Exercise instructions » An exact reproduction of the data below is expected, free of images.

(Source records)
....

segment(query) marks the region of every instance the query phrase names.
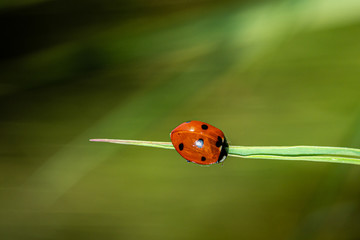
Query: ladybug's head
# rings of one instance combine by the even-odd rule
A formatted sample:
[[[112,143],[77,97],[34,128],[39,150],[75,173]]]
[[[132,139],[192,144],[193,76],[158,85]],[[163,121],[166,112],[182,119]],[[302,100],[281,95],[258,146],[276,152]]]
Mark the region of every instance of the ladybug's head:
[[[223,141],[223,143],[221,145],[221,151],[220,151],[218,163],[224,162],[224,160],[228,156],[228,153],[229,153],[229,144],[226,141],[226,138],[224,137],[224,141]]]

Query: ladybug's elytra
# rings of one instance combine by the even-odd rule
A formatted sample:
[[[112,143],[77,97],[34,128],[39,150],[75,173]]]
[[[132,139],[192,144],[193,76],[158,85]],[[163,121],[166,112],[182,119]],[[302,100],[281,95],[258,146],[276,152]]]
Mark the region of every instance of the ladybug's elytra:
[[[170,133],[176,151],[186,160],[209,165],[221,163],[228,155],[224,133],[201,121],[184,122]]]

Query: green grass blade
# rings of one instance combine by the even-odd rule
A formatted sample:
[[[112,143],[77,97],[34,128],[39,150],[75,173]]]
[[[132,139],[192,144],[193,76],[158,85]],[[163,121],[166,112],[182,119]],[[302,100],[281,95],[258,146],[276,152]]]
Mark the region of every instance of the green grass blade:
[[[344,147],[244,147],[231,146],[229,155],[243,158],[347,163],[360,165],[360,149]]]
[[[291,147],[245,147],[230,146],[229,154],[249,155],[280,155],[280,156],[311,156],[331,155],[360,158],[360,149],[345,147],[316,147],[316,146],[291,146]]]
[[[120,139],[90,139],[90,142],[107,142],[107,143],[135,145],[135,146],[143,146],[143,147],[156,147],[156,148],[165,148],[165,149],[175,149],[171,142],[120,140]]]
[[[174,149],[171,142],[119,140],[119,139],[90,139],[91,142],[107,142],[116,144]],[[347,163],[360,165],[360,149],[344,147],[244,147],[230,146],[229,156],[242,158],[312,161],[329,163]]]
[[[232,157],[256,158],[264,160],[288,160],[288,161],[310,161],[310,162],[328,162],[328,163],[347,163],[360,165],[360,158],[351,158],[343,156],[281,156],[281,155],[248,155],[241,156],[229,154]]]

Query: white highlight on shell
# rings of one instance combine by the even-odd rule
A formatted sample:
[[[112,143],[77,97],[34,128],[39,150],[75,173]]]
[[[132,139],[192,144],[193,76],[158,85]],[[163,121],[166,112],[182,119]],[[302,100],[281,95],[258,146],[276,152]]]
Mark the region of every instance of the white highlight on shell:
[[[198,148],[202,148],[204,146],[204,140],[199,139],[195,142],[195,146],[197,146]]]

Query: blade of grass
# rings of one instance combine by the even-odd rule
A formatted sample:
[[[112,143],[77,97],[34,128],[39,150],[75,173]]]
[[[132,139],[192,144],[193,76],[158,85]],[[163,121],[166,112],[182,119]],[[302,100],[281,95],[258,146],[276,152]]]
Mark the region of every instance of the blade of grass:
[[[271,146],[271,147],[245,147],[230,146],[229,154],[249,155],[280,155],[280,156],[312,156],[331,155],[360,158],[360,149],[345,147],[317,147],[317,146]]]
[[[108,142],[108,143],[136,145],[136,146],[143,146],[143,147],[157,147],[157,148],[165,148],[165,149],[175,149],[171,142],[120,140],[120,139],[90,139],[90,142]]]
[[[90,139],[91,142],[108,142],[135,146],[174,149],[171,142],[119,140],[119,139]],[[244,147],[231,146],[229,156],[271,160],[312,161],[329,163],[347,163],[360,165],[360,149],[345,147]]]
[[[232,157],[256,158],[264,160],[288,160],[288,161],[310,161],[310,162],[328,162],[328,163],[347,163],[360,165],[360,158],[342,157],[342,156],[282,156],[282,155],[248,155],[241,156],[229,154]]]

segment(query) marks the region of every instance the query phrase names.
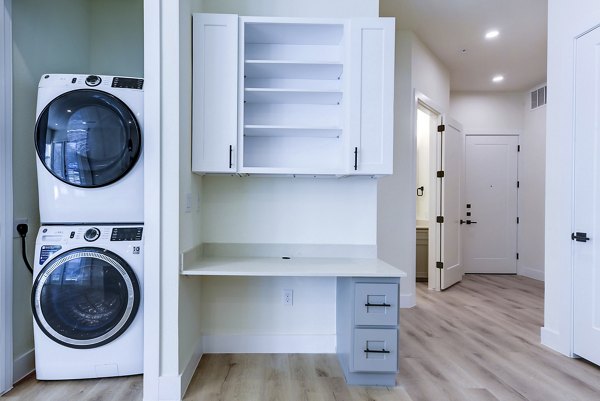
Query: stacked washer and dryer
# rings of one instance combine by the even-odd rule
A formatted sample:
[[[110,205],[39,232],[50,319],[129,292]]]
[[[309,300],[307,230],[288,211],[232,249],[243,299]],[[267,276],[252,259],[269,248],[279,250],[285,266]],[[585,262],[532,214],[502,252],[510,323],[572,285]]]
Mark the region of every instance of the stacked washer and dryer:
[[[38,89],[40,380],[143,370],[143,79],[48,74]]]

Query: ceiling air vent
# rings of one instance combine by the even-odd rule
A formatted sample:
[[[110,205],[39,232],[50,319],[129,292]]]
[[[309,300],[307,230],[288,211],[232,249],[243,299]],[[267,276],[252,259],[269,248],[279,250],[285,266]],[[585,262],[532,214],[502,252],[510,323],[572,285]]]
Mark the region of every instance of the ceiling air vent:
[[[546,85],[531,91],[531,110],[546,104],[547,92],[548,89]]]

....

Result for this exercise »
segment(query) marks the region of every instance the query phrase names.
Query: ladybug's head
# rings of one instance combine by the even-odd rule
A formatted sample:
[[[112,143],[77,97],[34,128],[39,150],[75,173]]]
[[[132,139],[192,144],[193,76],[158,85]],[[163,121],[166,112],[182,119]],[[302,100],[281,95],[258,146],[276,152]]]
Mark the region of every instance of the ladybug's head:
[[[223,141],[223,143],[221,145],[221,151],[220,151],[218,163],[224,162],[224,160],[228,156],[228,153],[229,153],[229,144],[226,141],[226,138],[224,137],[224,141]]]

Query: ladybug's elytra
# rings of one instance combine by the even-odd rule
A formatted sample:
[[[112,143],[77,97],[34,128],[39,150],[75,173]]]
[[[132,139],[192,144],[193,76],[158,85]],[[163,121],[166,112],[182,119]],[[302,100],[281,95],[258,146],[276,152]]]
Mark the region of every instance of the ladybug's elytra:
[[[170,133],[176,151],[186,160],[209,165],[221,163],[228,155],[224,133],[201,121],[184,122]]]

Query: green grass blade
# rings of one instance combine by the even-odd rule
A formatted sample:
[[[112,143],[77,97],[34,128],[39,150],[75,173]]]
[[[132,139],[192,144],[193,76],[158,85]],[[163,121],[166,112],[182,119]],[[302,100],[281,95],[258,146],[276,152]]]
Mark the region of every instance of the green grass blade:
[[[344,147],[244,147],[231,146],[229,155],[243,158],[347,163],[360,165],[360,149]]]
[[[291,147],[245,147],[230,146],[229,154],[249,155],[280,155],[280,156],[311,156],[331,155],[360,158],[360,149],[345,147],[316,147],[316,146],[291,146]]]
[[[120,139],[90,139],[90,142],[107,142],[107,143],[135,145],[135,146],[143,146],[143,147],[156,147],[156,148],[165,148],[165,149],[175,149],[171,142],[120,140]]]
[[[174,149],[171,142],[119,140],[119,139],[90,139],[91,142],[107,142],[116,144]],[[347,163],[360,165],[360,149],[344,147],[244,147],[230,146],[229,156],[242,158],[312,161],[329,163]]]
[[[232,157],[256,158],[264,160],[288,160],[288,161],[310,161],[310,162],[328,162],[328,163],[347,163],[360,165],[360,158],[351,158],[343,156],[281,156],[281,155],[248,155],[241,156],[229,154]]]

Query: white highlight on shell
# rings of one instance combine by the even-odd rule
A formatted sample:
[[[112,143],[77,97],[34,128],[39,150],[75,173]]]
[[[132,139],[192,144],[193,76],[158,85]],[[163,121],[166,112],[182,119]],[[302,100],[281,95],[258,146],[276,152]]]
Mark the region of every instance of the white highlight on shell:
[[[198,148],[202,148],[204,146],[204,140],[199,139],[195,142],[195,146],[197,146]]]

Query: blade of grass
# rings of one instance combine by the even-odd rule
A formatted sample:
[[[112,143],[77,97],[34,128],[39,150],[75,173]]]
[[[132,139],[192,144],[193,76],[158,85]],[[163,121],[166,112],[182,119]],[[302,100],[281,95],[258,146],[276,152]]]
Mark the region of every instance of the blade of grass:
[[[271,146],[271,147],[245,147],[230,146],[229,154],[249,155],[280,155],[280,156],[312,156],[331,155],[360,158],[360,149],[345,147],[317,147],[317,146]]]
[[[108,142],[108,143],[136,145],[136,146],[143,146],[143,147],[157,147],[157,148],[165,148],[165,149],[175,149],[171,142],[120,140],[120,139],[90,139],[90,142]]]
[[[90,139],[91,142],[108,142],[135,146],[174,149],[171,142],[119,140],[119,139]],[[244,147],[231,146],[229,156],[271,160],[312,161],[329,163],[347,163],[360,165],[360,149],[345,147]]]
[[[232,157],[256,158],[264,160],[288,160],[288,161],[310,161],[310,162],[328,162],[328,163],[347,163],[360,165],[360,158],[342,157],[342,156],[282,156],[282,155],[248,155],[241,156],[229,154]]]

segment(query) marks the region of every instance the query phrase names.
Query: stacked washer and dryer
# rings of one instance combine by the even-odd rule
A formatted sample:
[[[110,205],[39,232],[50,319],[129,292]]]
[[[309,300],[307,230],[288,211],[232,249],[243,299]],[[267,276],[252,259],[269,248],[279,250],[285,266]],[[585,262],[532,214],[502,252],[510,323],[572,285]]]
Mark the region of every instance of the stacked washer and dryer:
[[[38,89],[40,380],[143,370],[143,79],[48,74]]]

Query: ceiling air vent
# rings of one instance combine by the even-odd rule
A formatted sample:
[[[110,205],[39,232],[50,319],[129,292]]]
[[[309,300],[307,230],[288,211],[232,249],[243,299]],[[267,276],[252,259],[269,248],[279,250],[285,266]],[[585,262],[532,214],[502,252],[510,323],[572,285]]]
Mark the region of every instance of the ceiling air vent:
[[[546,85],[531,91],[531,110],[546,104],[547,92],[548,89]]]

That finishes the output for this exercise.